• [Selected extract]
........
When Dreams of Peace Were Shattered
VERY few people expected 1914 to be anything other than an ordinary year. The future, in fact, looked uncommonly bright to people in the preceding years. Science was on the advance against disease. And war? Well, as the Vatican newspaper L’Osservatore Romano said in February 1991, before 1914 the public “believed that war had been relegated to the furthest recesses of historical memory” and that man was at last living in “an era in which war had been banned by enlightened peoples and governments.”
However, 1914 and the ensuing years had some cruel surprises in store for a complacent humanity. The first was the so-called Great War of 1914-18 that shattered the dreams of peace. In fact, L’Osservatore Romano called it “the first great carnage of modern history, marked, among other things, by technical discoveries that great scientists of former generations had believed to be devoted to peaceful aims.” The war made a mockery of science as a means to achieve peace; instead, science gave the war its unprecedented capacity for wholesale slaughter.
And when the carnage of war was over, another slaughter began. The Spanish influenza of 1918-19 killed over 20 million people—far more than the awesome death toll of the Great War itself. Desperate measures were taken; spreading the disease was declared a crime in some countries. Police even arrested people for sneezing in public! But to no avail. Like a hurricane, the disease swept along unhindered until it had spent itself. Entire towns were wiped out. Bodies were stacked up in city morgues.
........
• [Record set]
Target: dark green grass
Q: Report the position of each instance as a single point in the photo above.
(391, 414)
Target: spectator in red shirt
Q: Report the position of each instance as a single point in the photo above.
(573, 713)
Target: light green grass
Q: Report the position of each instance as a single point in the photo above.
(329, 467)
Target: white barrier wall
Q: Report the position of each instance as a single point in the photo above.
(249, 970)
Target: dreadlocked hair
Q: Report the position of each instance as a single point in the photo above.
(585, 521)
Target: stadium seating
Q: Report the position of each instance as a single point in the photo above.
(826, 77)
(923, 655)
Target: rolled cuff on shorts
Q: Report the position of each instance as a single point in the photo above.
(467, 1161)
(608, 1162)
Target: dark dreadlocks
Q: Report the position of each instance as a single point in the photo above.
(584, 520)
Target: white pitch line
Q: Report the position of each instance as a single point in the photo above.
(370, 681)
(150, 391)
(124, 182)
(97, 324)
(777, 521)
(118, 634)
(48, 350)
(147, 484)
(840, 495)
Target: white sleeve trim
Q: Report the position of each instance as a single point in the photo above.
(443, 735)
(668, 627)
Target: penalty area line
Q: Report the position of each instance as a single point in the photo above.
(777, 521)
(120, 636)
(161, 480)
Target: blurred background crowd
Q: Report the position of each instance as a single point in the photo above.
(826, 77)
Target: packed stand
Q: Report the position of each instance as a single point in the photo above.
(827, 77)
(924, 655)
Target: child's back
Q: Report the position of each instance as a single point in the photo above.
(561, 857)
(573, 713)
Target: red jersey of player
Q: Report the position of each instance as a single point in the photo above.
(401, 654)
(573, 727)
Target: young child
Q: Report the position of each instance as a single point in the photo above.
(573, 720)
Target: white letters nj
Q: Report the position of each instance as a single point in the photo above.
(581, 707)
........
• [Required actions]
1. From the passage on 1914, extract the words starting with "However, 1914 and" and going on through "for wholesale slaughter.".
2. Answer these questions from the passage on 1914:
(a) What years does it give for the Great War?
(b) How many people did the Spanish influenza kill?
(c) For what did police arrest people during the epidemic?
3. Rewrite the paragraph of the passage on 1914 that begins "And when the carnage of war was over" as a short list of its main facts.
The entries have nothing to do with the work here.

• [Numbered responses]
1.
However, 1914 and the ensuing years had some cruel surprises in store for a complacent humanity. The first was the so-called Great War of 1914-18 that shattered the dreams of peace. In fact, L’Osservatore Romano called it “the first great carnage of modern history, marked, among other things, by technical discoveries that great scientists of former generations had believed to be devoted to peaceful aims.” The war made a mockery of science as a means to achieve peace; instead, science gave the war its unprecedented capacity for wholesale slaughter.

2.
(a) 1914-18
(b) Over 20 million people
(c) For sneezing in public

3.
- After the war ended, the Spanish influenza of 1918-19 killed over 20 million people, far more than the Great War.
- Some countries declared spreading the disease a crime, and police arrested people for sneezing in public.
- These measures failed, and the disease swept on until it had spent itself.
- Entire towns were wiped out, and bodies were stacked up in city morgues.